>> Begin

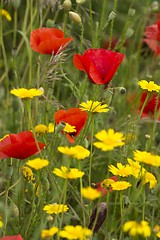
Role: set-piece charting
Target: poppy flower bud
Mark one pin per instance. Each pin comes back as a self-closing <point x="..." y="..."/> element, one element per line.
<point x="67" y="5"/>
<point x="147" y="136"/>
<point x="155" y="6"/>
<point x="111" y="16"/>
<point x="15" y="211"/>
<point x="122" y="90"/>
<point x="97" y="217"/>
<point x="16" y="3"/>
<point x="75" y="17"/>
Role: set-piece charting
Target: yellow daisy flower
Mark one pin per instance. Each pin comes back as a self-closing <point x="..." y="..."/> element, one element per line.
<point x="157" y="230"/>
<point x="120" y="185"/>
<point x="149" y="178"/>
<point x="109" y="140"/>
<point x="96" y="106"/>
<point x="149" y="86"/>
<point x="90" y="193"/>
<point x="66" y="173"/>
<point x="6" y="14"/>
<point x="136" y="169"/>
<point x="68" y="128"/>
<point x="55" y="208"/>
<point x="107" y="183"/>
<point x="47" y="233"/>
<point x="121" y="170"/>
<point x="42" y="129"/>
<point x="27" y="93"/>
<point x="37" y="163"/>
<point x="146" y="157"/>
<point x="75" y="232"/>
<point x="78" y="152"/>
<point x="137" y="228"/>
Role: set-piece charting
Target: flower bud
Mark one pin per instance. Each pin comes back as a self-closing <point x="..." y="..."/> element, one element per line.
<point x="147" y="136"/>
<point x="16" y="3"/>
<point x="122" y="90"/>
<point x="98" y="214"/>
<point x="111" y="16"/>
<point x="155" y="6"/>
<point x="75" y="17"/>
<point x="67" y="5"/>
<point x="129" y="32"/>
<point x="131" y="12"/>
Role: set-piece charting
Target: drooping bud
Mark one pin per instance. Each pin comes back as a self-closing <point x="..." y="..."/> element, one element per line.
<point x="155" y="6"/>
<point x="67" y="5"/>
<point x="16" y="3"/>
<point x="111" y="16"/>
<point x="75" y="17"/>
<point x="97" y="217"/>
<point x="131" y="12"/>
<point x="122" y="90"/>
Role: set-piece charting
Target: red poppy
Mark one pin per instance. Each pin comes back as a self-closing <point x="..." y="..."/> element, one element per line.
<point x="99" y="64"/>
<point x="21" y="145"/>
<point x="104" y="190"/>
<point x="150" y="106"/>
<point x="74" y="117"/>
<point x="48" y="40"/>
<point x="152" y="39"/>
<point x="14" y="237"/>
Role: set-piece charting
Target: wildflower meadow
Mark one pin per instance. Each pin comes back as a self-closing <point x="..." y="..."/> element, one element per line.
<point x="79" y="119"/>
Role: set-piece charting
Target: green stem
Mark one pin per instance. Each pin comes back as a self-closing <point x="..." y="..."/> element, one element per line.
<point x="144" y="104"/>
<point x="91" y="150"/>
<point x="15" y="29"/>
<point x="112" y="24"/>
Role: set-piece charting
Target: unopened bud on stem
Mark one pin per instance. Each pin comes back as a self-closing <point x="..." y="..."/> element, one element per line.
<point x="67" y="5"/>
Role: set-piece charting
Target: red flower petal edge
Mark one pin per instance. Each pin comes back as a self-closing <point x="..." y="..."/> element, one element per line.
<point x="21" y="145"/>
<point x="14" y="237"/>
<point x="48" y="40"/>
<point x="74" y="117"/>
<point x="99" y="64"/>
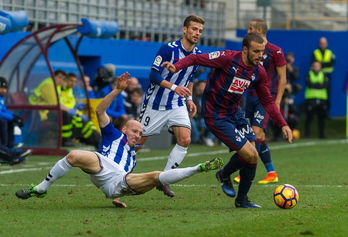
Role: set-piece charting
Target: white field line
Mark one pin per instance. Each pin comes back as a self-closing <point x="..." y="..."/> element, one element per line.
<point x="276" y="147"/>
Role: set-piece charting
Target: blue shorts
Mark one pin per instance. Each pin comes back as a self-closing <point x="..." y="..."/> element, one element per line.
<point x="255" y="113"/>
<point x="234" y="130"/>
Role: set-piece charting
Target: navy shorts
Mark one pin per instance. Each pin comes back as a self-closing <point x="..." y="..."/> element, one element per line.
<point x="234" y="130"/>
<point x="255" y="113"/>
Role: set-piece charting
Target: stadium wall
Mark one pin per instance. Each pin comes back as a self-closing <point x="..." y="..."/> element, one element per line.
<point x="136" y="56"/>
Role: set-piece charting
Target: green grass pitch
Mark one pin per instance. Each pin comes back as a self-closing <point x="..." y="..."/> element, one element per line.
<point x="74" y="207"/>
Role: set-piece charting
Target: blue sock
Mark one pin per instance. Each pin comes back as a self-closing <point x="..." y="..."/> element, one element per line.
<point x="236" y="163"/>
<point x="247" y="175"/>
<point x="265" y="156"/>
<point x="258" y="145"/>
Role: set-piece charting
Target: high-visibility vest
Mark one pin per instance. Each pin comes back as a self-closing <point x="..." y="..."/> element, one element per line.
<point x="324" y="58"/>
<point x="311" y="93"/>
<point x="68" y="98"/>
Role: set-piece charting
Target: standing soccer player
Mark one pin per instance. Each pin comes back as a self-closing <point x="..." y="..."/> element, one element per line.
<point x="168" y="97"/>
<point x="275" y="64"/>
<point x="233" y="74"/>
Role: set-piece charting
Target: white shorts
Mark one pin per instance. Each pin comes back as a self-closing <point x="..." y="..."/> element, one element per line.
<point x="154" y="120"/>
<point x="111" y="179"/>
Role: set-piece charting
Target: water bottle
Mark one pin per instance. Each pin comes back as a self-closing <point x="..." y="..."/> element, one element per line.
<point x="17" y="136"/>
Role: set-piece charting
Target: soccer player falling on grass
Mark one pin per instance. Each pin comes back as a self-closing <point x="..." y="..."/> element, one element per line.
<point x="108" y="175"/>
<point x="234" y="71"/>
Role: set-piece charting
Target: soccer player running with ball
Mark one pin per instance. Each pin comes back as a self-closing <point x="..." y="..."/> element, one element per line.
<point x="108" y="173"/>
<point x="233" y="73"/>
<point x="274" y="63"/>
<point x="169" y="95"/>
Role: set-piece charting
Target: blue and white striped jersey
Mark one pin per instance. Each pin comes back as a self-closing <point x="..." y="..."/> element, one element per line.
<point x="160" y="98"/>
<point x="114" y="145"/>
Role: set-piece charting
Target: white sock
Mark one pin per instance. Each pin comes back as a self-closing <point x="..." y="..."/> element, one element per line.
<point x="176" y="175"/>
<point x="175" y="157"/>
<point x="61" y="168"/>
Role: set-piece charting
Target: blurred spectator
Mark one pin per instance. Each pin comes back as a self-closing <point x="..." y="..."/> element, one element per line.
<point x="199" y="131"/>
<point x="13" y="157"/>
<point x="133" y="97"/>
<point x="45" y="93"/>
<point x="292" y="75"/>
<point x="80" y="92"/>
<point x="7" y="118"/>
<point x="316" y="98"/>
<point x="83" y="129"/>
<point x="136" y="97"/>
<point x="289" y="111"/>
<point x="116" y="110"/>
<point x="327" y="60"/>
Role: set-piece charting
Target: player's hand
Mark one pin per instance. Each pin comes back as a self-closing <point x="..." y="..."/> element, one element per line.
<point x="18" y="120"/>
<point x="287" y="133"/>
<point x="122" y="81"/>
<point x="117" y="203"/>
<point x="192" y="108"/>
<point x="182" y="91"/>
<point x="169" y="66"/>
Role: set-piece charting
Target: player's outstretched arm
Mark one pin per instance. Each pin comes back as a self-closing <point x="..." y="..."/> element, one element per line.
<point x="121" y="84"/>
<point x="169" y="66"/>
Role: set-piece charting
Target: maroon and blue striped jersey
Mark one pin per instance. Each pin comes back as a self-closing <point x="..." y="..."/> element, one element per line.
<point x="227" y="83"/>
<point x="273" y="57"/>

>> End

Every line of text is to be repeated exactly; pictures are left out.

Role: set-piece charting
Target: poppy flower bud
Mark one pin per instance. Each pin comes back as a self-closing <point x="..." y="..."/> element, one element per line.
<point x="67" y="5"/>
<point x="147" y="136"/>
<point x="155" y="6"/>
<point x="111" y="16"/>
<point x="15" y="211"/>
<point x="122" y="90"/>
<point x="97" y="217"/>
<point x="16" y="3"/>
<point x="75" y="17"/>
Role: set-piece charting
Target: yellow daisy flower
Mark one pin per instance. Each pin comes back as a self-closing <point x="..." y="..."/> element, one element per line.
<point x="157" y="230"/>
<point x="120" y="185"/>
<point x="149" y="178"/>
<point x="109" y="140"/>
<point x="96" y="106"/>
<point x="149" y="86"/>
<point x="90" y="193"/>
<point x="66" y="173"/>
<point x="6" y="14"/>
<point x="136" y="169"/>
<point x="68" y="128"/>
<point x="55" y="208"/>
<point x="107" y="183"/>
<point x="47" y="233"/>
<point x="121" y="170"/>
<point x="42" y="129"/>
<point x="27" y="93"/>
<point x="37" y="163"/>
<point x="146" y="157"/>
<point x="75" y="232"/>
<point x="78" y="152"/>
<point x="137" y="228"/>
Role: set-piece charting
Target: flower bud
Mark one pin per instance. Each pin comes back as a self-closing <point x="..." y="..."/> element, one element per line.
<point x="147" y="136"/>
<point x="16" y="3"/>
<point x="122" y="90"/>
<point x="98" y="214"/>
<point x="111" y="16"/>
<point x="155" y="6"/>
<point x="75" y="17"/>
<point x="67" y="5"/>
<point x="129" y="32"/>
<point x="131" y="12"/>
Role: set-piece charting
Target: drooping bud
Mark one pin per instance. Each pin comes back as a self-closing <point x="..." y="..."/> element, one element per line.
<point x="155" y="6"/>
<point x="67" y="5"/>
<point x="16" y="3"/>
<point x="111" y="16"/>
<point x="75" y="17"/>
<point x="97" y="217"/>
<point x="131" y="12"/>
<point x="122" y="90"/>
Role: set-piece charting
Target: red poppy
Mark one pin per instance. Each pin comes back as a self-closing <point x="..." y="..."/> element, one element per line.
<point x="99" y="64"/>
<point x="21" y="145"/>
<point x="104" y="190"/>
<point x="150" y="106"/>
<point x="74" y="117"/>
<point x="48" y="40"/>
<point x="152" y="39"/>
<point x="14" y="237"/>
Role: set-piece charting
Target: wildflower meadow
Mark one pin per instance. Each pin comes back as a self-closing <point x="..." y="..."/> element, one element per line.
<point x="79" y="119"/>
Role: set-piece charting
Target: green stem
Mark one pin per instance. Each pin comes back as a self-closing <point x="..." y="..."/> element, one element per line.
<point x="144" y="104"/>
<point x="91" y="150"/>
<point x="15" y="29"/>
<point x="112" y="24"/>
Role: set-piece charting
Target: unopened bud on stem
Mark one pin per instance. Each pin comes back as a self-closing <point x="..." y="..."/> element, one element per line.
<point x="67" y="5"/>
Role: set-piece charting
Target: red flower petal edge
Mark one pin per instance. Each pin comes back as a self-closing <point x="..." y="..."/> element, one element per line.
<point x="21" y="145"/>
<point x="14" y="237"/>
<point x="48" y="40"/>
<point x="74" y="117"/>
<point x="99" y="64"/>
Role: set-piece charting
Target: white field line
Mark one pin per instance. Each pin comes back as a self-closing <point x="..." y="..."/> element, one element per line.
<point x="276" y="147"/>
Role: set-piece charting
Target: blue shorts
Mark one pin per instance. Each pin comes back as a self-closing <point x="..." y="..."/> element, one element per line.
<point x="255" y="113"/>
<point x="234" y="130"/>
Role: set-piece charting
Target: navy shorts
Mark one pin per instance. Each pin comes back as a self-closing <point x="..." y="..."/> element, one element per line.
<point x="234" y="130"/>
<point x="255" y="113"/>
Role: set-piece charting
Target: stadium wall
Mark one pin per instance. Each pin comes back as a self-closing <point x="..." y="..."/> element, one element per line.
<point x="136" y="56"/>
Role: set-piece charting
Target: green grass pitch
Mark one pin per instance. Each pin comes back as a self-closing <point x="..." y="..."/> element, one element per line.
<point x="74" y="207"/>
Role: set-piece charting
Target: blue sock
Mark one pin per instance. Each pin comes back as a self-closing <point x="..." y="..."/> element, one element per line.
<point x="236" y="163"/>
<point x="247" y="175"/>
<point x="265" y="156"/>
<point x="258" y="145"/>
Role: set-piece charting
Target: high-visibility vest
Mark one pin per instance. Each pin comes back as a self-closing <point x="..." y="..."/> element, one element per line.
<point x="324" y="58"/>
<point x="311" y="93"/>
<point x="68" y="98"/>
Role: set-piece charting
Target: standing soccer player
Mark one pin per instance. Each pin comes back as a self-closing <point x="..." y="..."/> element, one element per line.
<point x="168" y="97"/>
<point x="275" y="64"/>
<point x="233" y="74"/>
Role: set-piece charting
Target: white shorts
Mark one pin per instance. Each pin comes back as a self-closing <point x="..." y="..."/> element, one element per line.
<point x="154" y="120"/>
<point x="111" y="179"/>
Role: set-piece charting
Target: water bottle
Mark one pin per instance. Each pin comes back as a self-closing <point x="..." y="..."/> element, one element per line.
<point x="17" y="136"/>
Role: set-piece charting
Target: soccer player falling on grass
Mark one pin per instance. Each pin comes back as a self-closing <point x="..." y="..."/> element, one element per line.
<point x="108" y="175"/>
<point x="234" y="71"/>
Role: set-piece charting
Target: soccer player running with ball
Mark one pin per instance. Each pin comes back as a self-closing <point x="..." y="..."/> element, one element per line.
<point x="108" y="173"/>
<point x="233" y="73"/>
<point x="274" y="63"/>
<point x="169" y="95"/>
Role: set-piece charting
Target: blue and white striped jersey
Mark one pin per instance. Each pin comes back as a self-closing <point x="..." y="..."/> element, one element per line.
<point x="160" y="98"/>
<point x="114" y="145"/>
Role: set-piece charting
Target: white sock
Mark one pin per instance. Each pin comes back as a self-closing <point x="..." y="..."/> element, one element per line.
<point x="176" y="175"/>
<point x="175" y="157"/>
<point x="61" y="168"/>
Role: set-piece charting
Target: blurred spectator
Mark one pin per instance. Each pin comes back as a self-closing <point x="..." y="..."/> element, one element per line.
<point x="199" y="131"/>
<point x="13" y="157"/>
<point x="133" y="97"/>
<point x="45" y="93"/>
<point x="292" y="75"/>
<point x="80" y="92"/>
<point x="7" y="118"/>
<point x="316" y="98"/>
<point x="83" y="129"/>
<point x="136" y="97"/>
<point x="289" y="111"/>
<point x="116" y="110"/>
<point x="327" y="60"/>
Role: set-piece charting
Target: player's hand
Mark one pin per instance. Each pin comes back as a self-closing <point x="..." y="..."/> element, one element per line.
<point x="18" y="120"/>
<point x="287" y="133"/>
<point x="122" y="81"/>
<point x="117" y="203"/>
<point x="192" y="108"/>
<point x="182" y="91"/>
<point x="169" y="66"/>
Role: set-piece charting
Target: player's outstretched arm
Mark one pin per instance. Each pin comes back as a self-closing <point x="..." y="..."/> element, one element per line.
<point x="121" y="84"/>
<point x="169" y="66"/>
Role: set-piece charting
Target: maroon and blue striped jersey
Mark one pin per instance. Each pin comes back as a self-closing <point x="..." y="..."/> element, one element per line.
<point x="227" y="83"/>
<point x="273" y="57"/>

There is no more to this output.